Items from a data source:
□ □ □ □ □ □ □

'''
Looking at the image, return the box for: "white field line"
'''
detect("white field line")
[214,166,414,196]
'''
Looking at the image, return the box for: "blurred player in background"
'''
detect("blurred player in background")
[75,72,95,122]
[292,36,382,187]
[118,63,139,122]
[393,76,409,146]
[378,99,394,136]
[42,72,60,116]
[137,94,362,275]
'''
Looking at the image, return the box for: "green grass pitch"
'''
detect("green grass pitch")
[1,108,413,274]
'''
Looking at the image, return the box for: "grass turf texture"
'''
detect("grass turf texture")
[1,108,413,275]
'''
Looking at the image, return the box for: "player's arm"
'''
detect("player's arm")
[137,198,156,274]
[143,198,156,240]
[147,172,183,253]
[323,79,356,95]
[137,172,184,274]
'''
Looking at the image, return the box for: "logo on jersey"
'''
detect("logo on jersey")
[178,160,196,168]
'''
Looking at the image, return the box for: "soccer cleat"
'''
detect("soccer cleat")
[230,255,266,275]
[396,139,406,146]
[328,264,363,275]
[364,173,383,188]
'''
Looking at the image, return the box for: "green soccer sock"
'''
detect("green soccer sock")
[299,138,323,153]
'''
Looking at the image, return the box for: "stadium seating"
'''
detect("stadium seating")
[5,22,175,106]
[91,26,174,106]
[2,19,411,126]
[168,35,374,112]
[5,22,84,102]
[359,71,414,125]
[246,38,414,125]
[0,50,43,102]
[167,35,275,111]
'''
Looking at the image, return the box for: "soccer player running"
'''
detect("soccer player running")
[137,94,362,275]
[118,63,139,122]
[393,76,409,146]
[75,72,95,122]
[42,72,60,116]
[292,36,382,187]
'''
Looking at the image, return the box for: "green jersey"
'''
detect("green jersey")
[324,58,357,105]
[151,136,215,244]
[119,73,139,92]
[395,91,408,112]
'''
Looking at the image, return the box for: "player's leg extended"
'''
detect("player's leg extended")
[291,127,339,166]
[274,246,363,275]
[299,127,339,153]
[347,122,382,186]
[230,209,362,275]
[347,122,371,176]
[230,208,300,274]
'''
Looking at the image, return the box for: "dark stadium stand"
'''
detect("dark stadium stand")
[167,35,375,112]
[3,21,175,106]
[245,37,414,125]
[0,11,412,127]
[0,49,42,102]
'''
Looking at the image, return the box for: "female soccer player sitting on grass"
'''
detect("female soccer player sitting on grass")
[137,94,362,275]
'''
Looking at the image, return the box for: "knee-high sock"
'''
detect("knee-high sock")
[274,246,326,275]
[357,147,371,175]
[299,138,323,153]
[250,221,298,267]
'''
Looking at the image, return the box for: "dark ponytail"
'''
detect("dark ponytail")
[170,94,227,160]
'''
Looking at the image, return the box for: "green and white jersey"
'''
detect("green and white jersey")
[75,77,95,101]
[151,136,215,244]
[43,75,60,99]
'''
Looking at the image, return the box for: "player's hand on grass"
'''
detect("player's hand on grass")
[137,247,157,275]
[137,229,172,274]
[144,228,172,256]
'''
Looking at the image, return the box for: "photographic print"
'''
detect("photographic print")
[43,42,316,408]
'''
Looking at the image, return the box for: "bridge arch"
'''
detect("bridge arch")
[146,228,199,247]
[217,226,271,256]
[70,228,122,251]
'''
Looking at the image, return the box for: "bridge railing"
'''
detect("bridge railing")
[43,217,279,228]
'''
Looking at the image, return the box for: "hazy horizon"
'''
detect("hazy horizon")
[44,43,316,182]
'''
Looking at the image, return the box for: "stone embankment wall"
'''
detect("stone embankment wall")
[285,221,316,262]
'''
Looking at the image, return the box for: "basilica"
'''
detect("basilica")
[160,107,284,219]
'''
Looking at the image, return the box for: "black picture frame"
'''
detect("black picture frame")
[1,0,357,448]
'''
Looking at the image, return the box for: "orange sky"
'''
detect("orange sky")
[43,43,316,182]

□ □ □ □ □ □ □

▶ Exercise objective
When you reach the end of the data, retype all of it exactly.

▶ Solution to this problem
'''
Looking at the image, return the box for: "white field line"
'''
detect("white field line")
[214,166,414,196]
'''
Looking at the image, return the box for: "blurred player in background"
'''
detect("blurred player in background")
[75,72,95,122]
[292,36,382,187]
[118,63,139,122]
[393,76,409,146]
[378,99,394,136]
[42,72,60,116]
[137,94,362,275]
'''
Looking at the image, return the box for: "green grass pitch"
'''
detect("green grass pitch")
[1,108,413,274]
'''
Looking at the image, return the box for: "grass turf texture"
'''
detect("grass turf texture")
[1,108,413,275]
'''
Looking at the image, return the box for: "player's arm"
'''
detect("player's arm")
[137,198,156,274]
[143,198,156,240]
[147,172,183,253]
[323,79,356,95]
[137,172,184,274]
'''
Looking at the image, return the box for: "logo on jersey"
'''
detect("logo on jersey")
[178,160,196,168]
'''
Looking at the image, return the box for: "soccer cleat"
'''
detect("soccer cleat")
[230,255,266,275]
[396,139,406,146]
[328,264,363,275]
[364,173,383,188]
'''
Looking at the image, return the box for: "green soccer sock"
'''
detect("green soccer sock")
[299,138,323,153]
'''
Looking at the image, return the box for: "stadium seating"
'''
detect("stadium seating")
[5,22,175,106]
[91,26,174,106]
[2,19,411,126]
[168,35,374,112]
[5,22,84,102]
[359,71,414,125]
[246,38,414,125]
[0,50,43,102]
[167,35,275,111]
'''
Looking at the image, return the box for: "soccer player running"
'''
detect("soccer player running")
[137,94,362,275]
[118,63,139,122]
[393,76,409,146]
[75,72,95,122]
[42,72,60,116]
[292,36,382,187]
'''
Looking at the image, return the box for: "green jersey"
'''
detect("green jersey")
[324,58,357,105]
[151,136,215,244]
[119,73,139,92]
[395,91,408,112]
'''
Looking at the image, return the box for: "player's leg extended"
'''
detect("player's leg extended")
[291,127,339,166]
[274,246,363,275]
[299,127,339,153]
[347,122,382,186]
[230,209,362,275]
[347,122,371,176]
[230,208,300,274]
'''
Looking at the image, return the box for: "dark stadium stand"
'''
detect("dark stadium stand")
[167,35,375,112]
[3,21,175,106]
[245,37,414,125]
[0,11,412,127]
[0,49,42,102]
'''
Looking at the image, return the box for: "female soccer player sitting on grass"
'''
detect("female soccer player sitting on grass")
[137,94,362,275]
'''
Looking at the image, return the box for: "knee-high sock"
'''
detect("knee-high sock")
[274,246,326,275]
[357,147,371,175]
[299,138,323,153]
[250,221,298,267]
'''
Looking at the image, return the box for: "dark ponytail"
'''
detect("dark ponytail")
[170,94,227,160]
'''
Looking at the image, return the box for: "green and white jersey"
'''
detect("green and white jersey")
[75,77,95,101]
[151,136,215,244]
[43,75,60,99]
'''
Looking at the image, return the box for: "player's hand on grass"
'''
detect("player's hand on grass")
[137,247,157,275]
[137,229,172,274]
[144,228,172,256]
'''
Looking at the image, return the box for: "photographic print"
'''
detect("photographic print")
[43,42,316,408]
'''
Looking at the image, return the box for: "bridge arch"
'''
detect("bridge arch")
[146,228,199,247]
[217,226,271,256]
[70,228,122,251]
'''
Looking at the image, return the box for: "bridge railing"
'''
detect("bridge railing")
[43,217,279,228]
'''
Looking at the image, return the box for: "hazy horizon"
'''
detect("hazy horizon")
[44,43,316,182]
'''
Looking at the image, return the box for: "stone embankment wall"
'''
detect("stone embankment wall")
[285,221,316,262]
'''
Looking at the image, return the box for: "basilica"
'''
detect("basilica")
[160,107,284,219]
'''
Looking at the image, return the box for: "black picture frame"
'''
detect("black picture frame")
[1,0,357,448]
'''
Looking at the image, return the box for: "orange sky"
'''
detect("orange sky")
[43,43,316,182]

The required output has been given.